◆ **Selection**:
>>>
However, although used in other countries long time ago (i.e. Korea), at the time of
2011, UPAS L/C was an exclusive product of Techcombank. It took almost five
years for this kind of L/C become popular in Vietnamese commercial banks. The
same situation applied with Draft by back L/C which has same mechanism with
UPAS L/C but the issuing bank has the role of reimbursement bank. Till now, only
Techcombank and MB offer this product. Moreover, some products like Supply
chain, Forfaiting have not been developed in Vietnam.
Since Vietnamese legal structure is so complex with a lot of Circulars,
Decisions, Official notices… which are revised or replaced in each period of time, it
is required that banks must update new rules governing their trade financing
products. So that, they are able to build up or update their procedures in compliance
with new regulations.
<<<
◆ **What needs to be done**: Repeat word for word the part of the passage on Vietnamese bank trade finance that opens with the words containing "Since Vietnamese legal" and closes with "with new regulations.".

[Photo object pointing items]
>>>
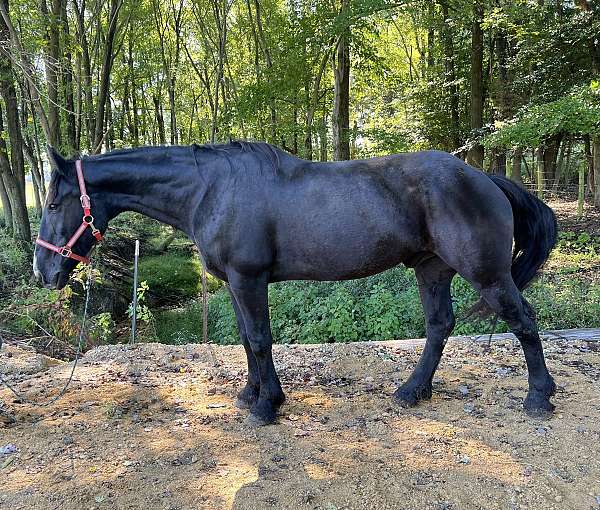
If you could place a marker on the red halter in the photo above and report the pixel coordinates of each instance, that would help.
(88, 221)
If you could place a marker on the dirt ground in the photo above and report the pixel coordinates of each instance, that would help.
(153, 427)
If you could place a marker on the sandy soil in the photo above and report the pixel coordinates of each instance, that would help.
(153, 426)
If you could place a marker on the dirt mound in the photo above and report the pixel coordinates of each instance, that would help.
(153, 426)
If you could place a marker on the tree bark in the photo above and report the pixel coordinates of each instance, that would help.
(72, 146)
(16, 194)
(450, 79)
(516, 166)
(6, 207)
(107, 62)
(51, 65)
(475, 154)
(341, 100)
(86, 72)
(596, 155)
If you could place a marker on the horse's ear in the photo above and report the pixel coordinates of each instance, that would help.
(57, 162)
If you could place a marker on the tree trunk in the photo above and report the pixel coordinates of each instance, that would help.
(71, 147)
(341, 100)
(16, 196)
(589, 158)
(51, 64)
(516, 166)
(475, 154)
(596, 155)
(86, 72)
(539, 174)
(107, 62)
(450, 79)
(6, 207)
(28, 150)
(312, 107)
(323, 139)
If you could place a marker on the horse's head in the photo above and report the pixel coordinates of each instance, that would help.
(61, 219)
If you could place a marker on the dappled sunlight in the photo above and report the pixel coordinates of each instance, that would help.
(436, 445)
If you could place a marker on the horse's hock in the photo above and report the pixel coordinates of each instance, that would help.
(154, 426)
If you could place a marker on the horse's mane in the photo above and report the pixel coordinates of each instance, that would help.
(266, 153)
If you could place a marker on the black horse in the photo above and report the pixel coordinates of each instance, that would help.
(259, 215)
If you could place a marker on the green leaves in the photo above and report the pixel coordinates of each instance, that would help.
(577, 113)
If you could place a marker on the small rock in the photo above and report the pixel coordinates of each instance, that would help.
(502, 371)
(8, 449)
(463, 390)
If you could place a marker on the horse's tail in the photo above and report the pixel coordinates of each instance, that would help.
(535, 231)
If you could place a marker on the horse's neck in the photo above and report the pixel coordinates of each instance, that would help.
(164, 187)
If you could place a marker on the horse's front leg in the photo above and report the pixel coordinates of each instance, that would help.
(248, 396)
(6, 417)
(250, 294)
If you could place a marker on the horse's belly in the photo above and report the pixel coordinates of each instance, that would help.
(340, 257)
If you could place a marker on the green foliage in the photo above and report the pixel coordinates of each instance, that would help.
(577, 113)
(14, 262)
(173, 274)
(381, 307)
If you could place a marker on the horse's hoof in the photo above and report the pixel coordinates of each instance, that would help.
(6, 418)
(246, 398)
(242, 404)
(255, 421)
(538, 407)
(411, 396)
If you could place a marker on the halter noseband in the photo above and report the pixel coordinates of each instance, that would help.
(87, 221)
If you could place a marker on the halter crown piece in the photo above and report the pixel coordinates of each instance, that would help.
(87, 221)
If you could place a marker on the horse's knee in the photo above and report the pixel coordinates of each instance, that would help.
(260, 345)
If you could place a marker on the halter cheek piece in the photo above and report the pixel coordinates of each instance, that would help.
(87, 221)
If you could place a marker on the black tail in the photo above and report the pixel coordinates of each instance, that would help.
(535, 232)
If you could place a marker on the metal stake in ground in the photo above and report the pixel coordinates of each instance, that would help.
(134, 312)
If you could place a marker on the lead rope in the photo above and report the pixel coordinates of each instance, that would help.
(75, 361)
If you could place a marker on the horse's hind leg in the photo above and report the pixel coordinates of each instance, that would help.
(506, 300)
(434, 278)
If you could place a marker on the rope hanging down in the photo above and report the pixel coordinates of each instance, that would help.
(75, 361)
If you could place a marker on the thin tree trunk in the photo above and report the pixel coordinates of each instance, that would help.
(596, 162)
(107, 62)
(51, 64)
(16, 196)
(71, 142)
(6, 207)
(450, 79)
(341, 99)
(516, 166)
(539, 175)
(475, 154)
(86, 72)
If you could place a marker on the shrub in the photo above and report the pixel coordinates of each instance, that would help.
(175, 275)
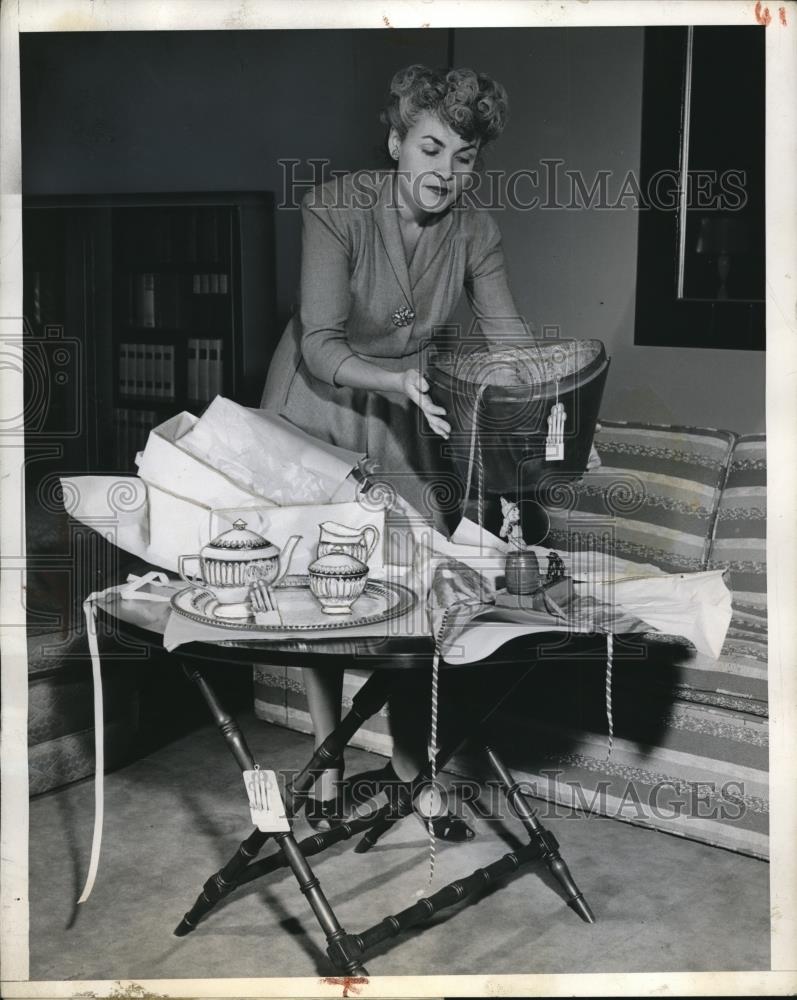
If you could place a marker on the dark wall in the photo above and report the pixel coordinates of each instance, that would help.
(123, 111)
(160, 111)
(576, 95)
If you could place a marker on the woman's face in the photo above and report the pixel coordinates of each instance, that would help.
(434, 164)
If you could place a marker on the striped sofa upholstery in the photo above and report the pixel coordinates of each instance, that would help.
(654, 499)
(690, 753)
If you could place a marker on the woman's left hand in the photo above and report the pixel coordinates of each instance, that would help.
(417, 388)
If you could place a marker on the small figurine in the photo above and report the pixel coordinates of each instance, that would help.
(522, 568)
(510, 529)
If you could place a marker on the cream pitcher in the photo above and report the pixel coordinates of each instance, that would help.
(357, 542)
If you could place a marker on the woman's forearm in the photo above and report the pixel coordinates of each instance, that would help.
(359, 374)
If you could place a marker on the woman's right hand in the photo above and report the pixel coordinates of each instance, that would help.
(415, 386)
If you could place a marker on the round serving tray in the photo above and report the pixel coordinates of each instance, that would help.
(379, 602)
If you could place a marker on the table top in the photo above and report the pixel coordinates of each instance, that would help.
(145, 621)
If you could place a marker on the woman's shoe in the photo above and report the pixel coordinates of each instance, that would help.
(447, 827)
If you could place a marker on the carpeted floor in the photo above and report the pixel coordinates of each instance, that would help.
(173, 818)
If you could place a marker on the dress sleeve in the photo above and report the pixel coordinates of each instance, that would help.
(325, 296)
(487, 287)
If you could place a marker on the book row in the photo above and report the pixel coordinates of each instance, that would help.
(148, 370)
(164, 300)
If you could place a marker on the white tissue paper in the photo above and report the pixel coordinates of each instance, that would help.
(196, 476)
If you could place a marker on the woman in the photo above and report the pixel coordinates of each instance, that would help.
(385, 257)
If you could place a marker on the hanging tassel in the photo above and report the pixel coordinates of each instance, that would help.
(609, 715)
(472, 456)
(90, 612)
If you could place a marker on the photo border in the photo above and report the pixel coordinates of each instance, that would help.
(781, 413)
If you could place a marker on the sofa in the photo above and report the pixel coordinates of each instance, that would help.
(690, 742)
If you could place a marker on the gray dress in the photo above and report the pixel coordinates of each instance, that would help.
(354, 281)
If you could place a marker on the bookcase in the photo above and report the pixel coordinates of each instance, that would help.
(135, 307)
(160, 301)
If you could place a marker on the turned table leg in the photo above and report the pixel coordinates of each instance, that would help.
(341, 948)
(547, 842)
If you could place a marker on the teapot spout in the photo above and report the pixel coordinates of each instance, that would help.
(285, 556)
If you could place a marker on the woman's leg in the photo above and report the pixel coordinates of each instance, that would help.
(409, 713)
(324, 689)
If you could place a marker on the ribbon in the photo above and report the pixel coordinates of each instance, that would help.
(90, 612)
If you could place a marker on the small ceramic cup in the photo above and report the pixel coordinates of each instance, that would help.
(522, 572)
(336, 581)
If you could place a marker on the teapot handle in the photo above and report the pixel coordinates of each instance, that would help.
(285, 557)
(369, 531)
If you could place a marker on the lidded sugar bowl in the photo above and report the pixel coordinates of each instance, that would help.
(235, 559)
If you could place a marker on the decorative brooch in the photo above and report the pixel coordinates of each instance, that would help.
(403, 316)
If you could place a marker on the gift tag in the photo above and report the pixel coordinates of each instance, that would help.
(555, 442)
(265, 801)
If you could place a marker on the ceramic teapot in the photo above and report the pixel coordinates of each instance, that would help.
(235, 559)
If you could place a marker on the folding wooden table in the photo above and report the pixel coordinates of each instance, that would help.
(388, 659)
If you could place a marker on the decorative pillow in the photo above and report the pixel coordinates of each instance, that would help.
(653, 501)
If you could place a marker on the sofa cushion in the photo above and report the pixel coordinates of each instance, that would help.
(740, 532)
(652, 502)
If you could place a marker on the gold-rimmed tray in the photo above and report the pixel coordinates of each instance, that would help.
(299, 610)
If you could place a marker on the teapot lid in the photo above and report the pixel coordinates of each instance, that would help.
(241, 540)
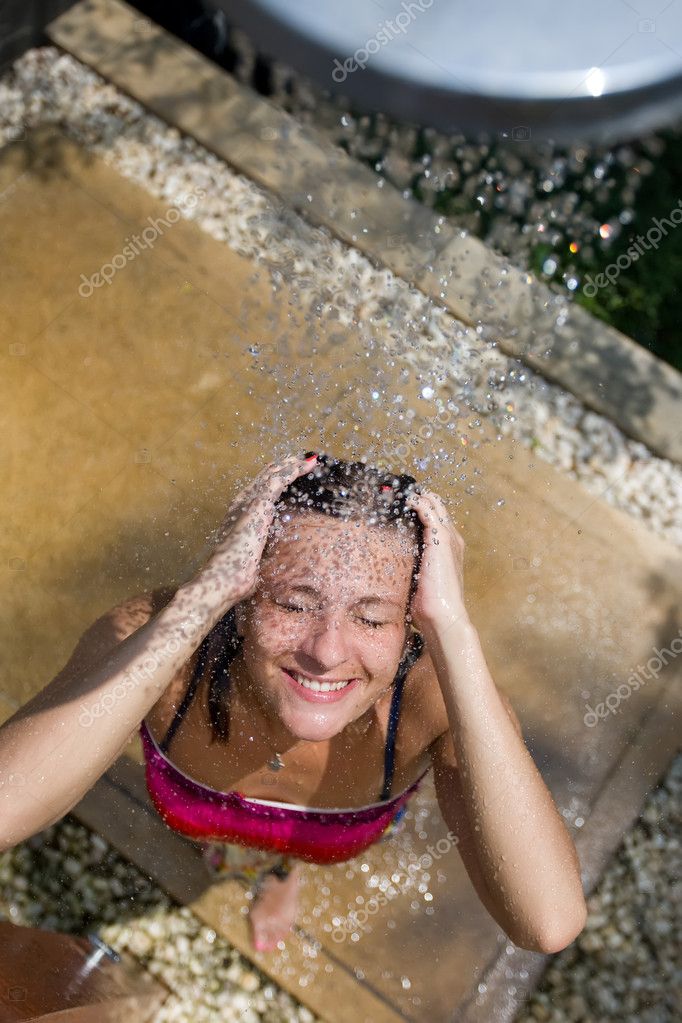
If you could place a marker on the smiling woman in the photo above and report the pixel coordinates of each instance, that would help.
(283, 669)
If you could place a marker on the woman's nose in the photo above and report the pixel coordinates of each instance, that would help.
(327, 643)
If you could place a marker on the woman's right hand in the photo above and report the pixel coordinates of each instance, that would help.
(232, 569)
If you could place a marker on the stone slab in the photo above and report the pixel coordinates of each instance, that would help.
(605, 369)
(132, 413)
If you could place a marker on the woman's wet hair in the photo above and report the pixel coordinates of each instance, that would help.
(347, 490)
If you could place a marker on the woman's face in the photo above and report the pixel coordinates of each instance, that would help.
(330, 607)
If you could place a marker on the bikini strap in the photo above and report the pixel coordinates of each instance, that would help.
(416, 646)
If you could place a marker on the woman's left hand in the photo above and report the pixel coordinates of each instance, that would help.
(439, 599)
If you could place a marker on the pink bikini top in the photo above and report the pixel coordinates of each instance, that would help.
(316, 835)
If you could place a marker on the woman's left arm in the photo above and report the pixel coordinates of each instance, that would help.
(499, 805)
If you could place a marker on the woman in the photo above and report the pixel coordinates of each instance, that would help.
(330, 608)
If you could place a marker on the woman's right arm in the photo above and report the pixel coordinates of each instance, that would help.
(56, 746)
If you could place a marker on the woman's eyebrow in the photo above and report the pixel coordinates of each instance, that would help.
(373, 598)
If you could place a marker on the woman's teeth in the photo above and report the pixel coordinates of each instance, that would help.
(311, 683)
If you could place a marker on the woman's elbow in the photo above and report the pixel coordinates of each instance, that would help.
(556, 936)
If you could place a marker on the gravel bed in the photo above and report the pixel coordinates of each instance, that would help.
(69, 879)
(626, 964)
(470, 374)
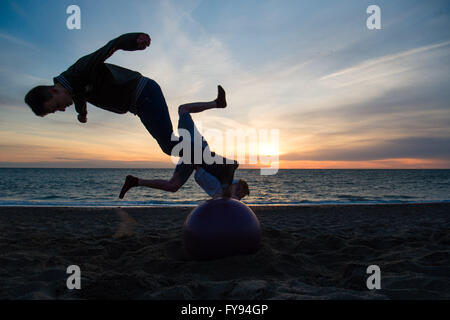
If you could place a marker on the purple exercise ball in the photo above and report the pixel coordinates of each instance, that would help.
(219, 228)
<<<
◆ **The response**:
Since Vietnamese legal structure is so complex with a lot of Circulars,
Decisions, Official notices… which are revised or replaced in each period of time, it
is required that banks must update new rules governing their trade financing
products. So that, they are able to build up or update their procedures in compliance
with new regulations.